» **Problem set**
**a.** Using the column on London under lockdown, answer these:
(i) At what time was the writer walking home, and from which studio?
(ii) What state are the pubs on Fleet Street in?
(iii) According to the official slides at this week's Government briefing, what had happened to car usage?
**b.** Write a continuation of the column on London under lockdown, starting after its last sentence.

» **Study text**

+-------+

LONDON’S Millennium Bridge connecting the busy South Bank with the busier City on Monday, April 27, 2020.

There was not a soul in sight at 7.30pm on my daily Government-sanctioned walk home from the talkRADIO studio.

It was the same scene in the once-bustling theatre district of Covent Garden and as I wandered past the usually-heaving Holborn Station on to Fleet Street, where the pubs are now boarded up and there’s an eerie still in the air made more 28 Days Later-like by the unusually loud seagulls craving food.

Our unrivalled capital city, which survived the great fire, the Blitz, the IRA, al-Qaeda and IS, has been temporarily silenced for the greater good.

So why is it that any time I switch on the internet or social media I’m bombarded with negativity about how the UK — and London in particular — has failed during lockdown?

I’ve had it with this untrue, unfair and frankly offensive narrative being spewed by out-of-touch, Government-hating journalists and publicity-hungry Twitter commentators.

Their only evidence? Harmless pictures showing families sitting down in the middle of a park enjoying an ice cream, folk going for a bike ride on a sunny day and even police officers gathering to clap for the NHS on Westminster Bridge in a show of national unity.

The reality, of course, is that the vast majority of us are respecting the rules, at great personal and financial cost. After days of hysterical commentary about increased car usage, the official slides at the Government briefing this week showed it had actually gone down.

'OUR FIRST GOAL IS ACHIEVED'

Is it any wonder that trust in telly journalists, with their constant gotcha questions of ministers and desire to do down our national effort, is plummeting?

+-------+

» **Excerpted records**
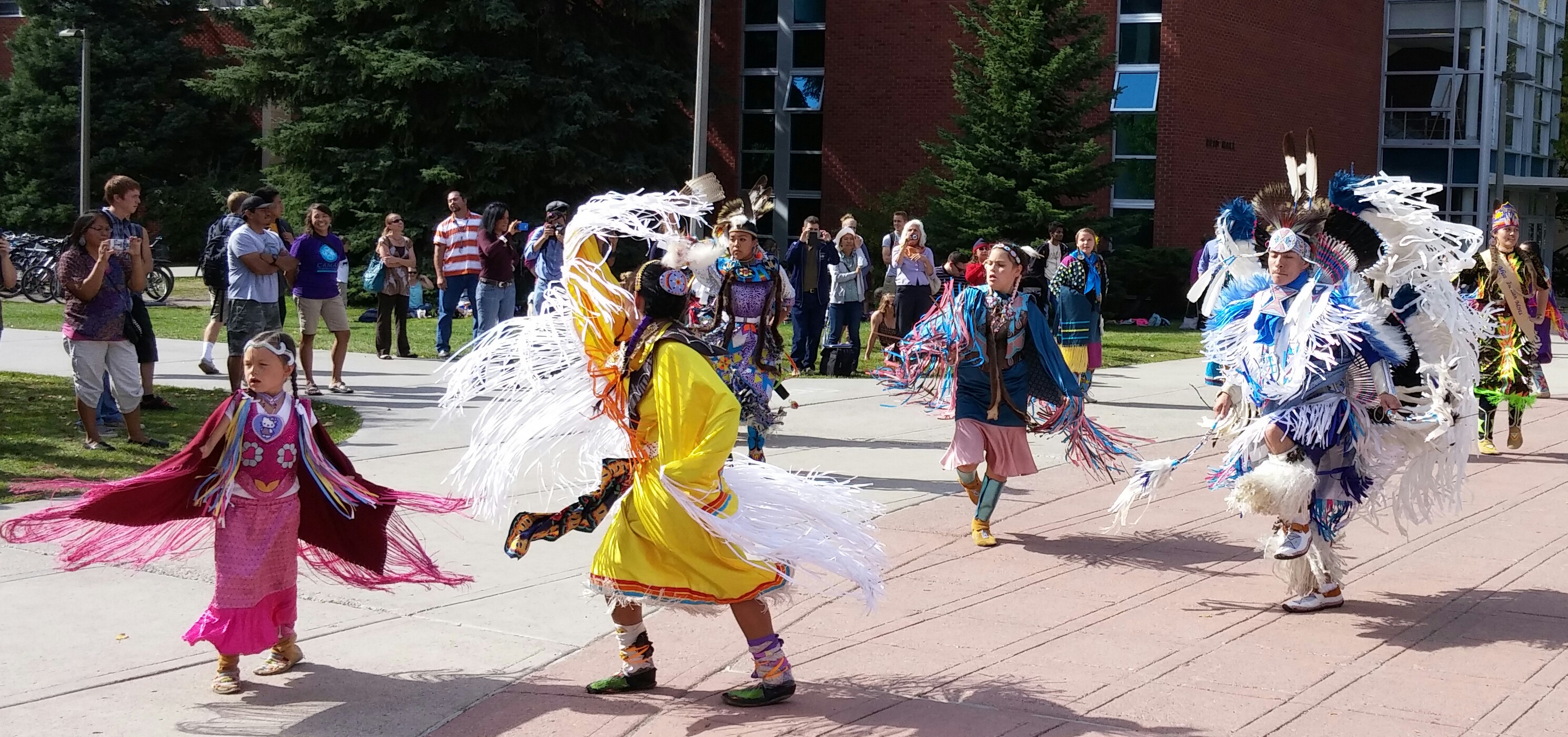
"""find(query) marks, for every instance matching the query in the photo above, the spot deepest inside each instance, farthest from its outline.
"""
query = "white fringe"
(797, 520)
(541, 427)
(1275, 487)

+-------+

» **Results for each task**
**a.**
(i) At 7.30pm, from the talkRADIO studio.
(ii) They are boarded up.
(iii) It had gone down.

**b.**
So let me say this in Britain’s biggest newspaper that has maintained the loyalty of our brilliant army of readers with hysteria-free coverage: We have done so well and all deserve to be applauded for our stoic efforts to flatten the curve.

Even at the start of March, nobody could have imagined that the UK would spend six weeks without the Premier League, McDonald’s or nightclubs Let alone losing those joys of our national life at a time when everyone other than key workers had to stay at home.

You’ve missed weddings, births, significant birthdays, important operations and even funerals. That’s why I am so proud of the citizens of this country.

Do not let anyone tell you that the UK didn’t take this evil disease seriously. We did. Unquestionably.

But that doesn’t mean we should now stay silent and accept a continued loss of our freedom and liberties. Our first goal is achieved: We avoided the NHS being overrun.

Demanding answers from our leaders about what’s next and how we reopen our country does not for a single second make you disloyal — it makes you even more of a patriot.

You’re Aloud to sing again, Girls

THE Greatest Dancer has been axed by the BBC.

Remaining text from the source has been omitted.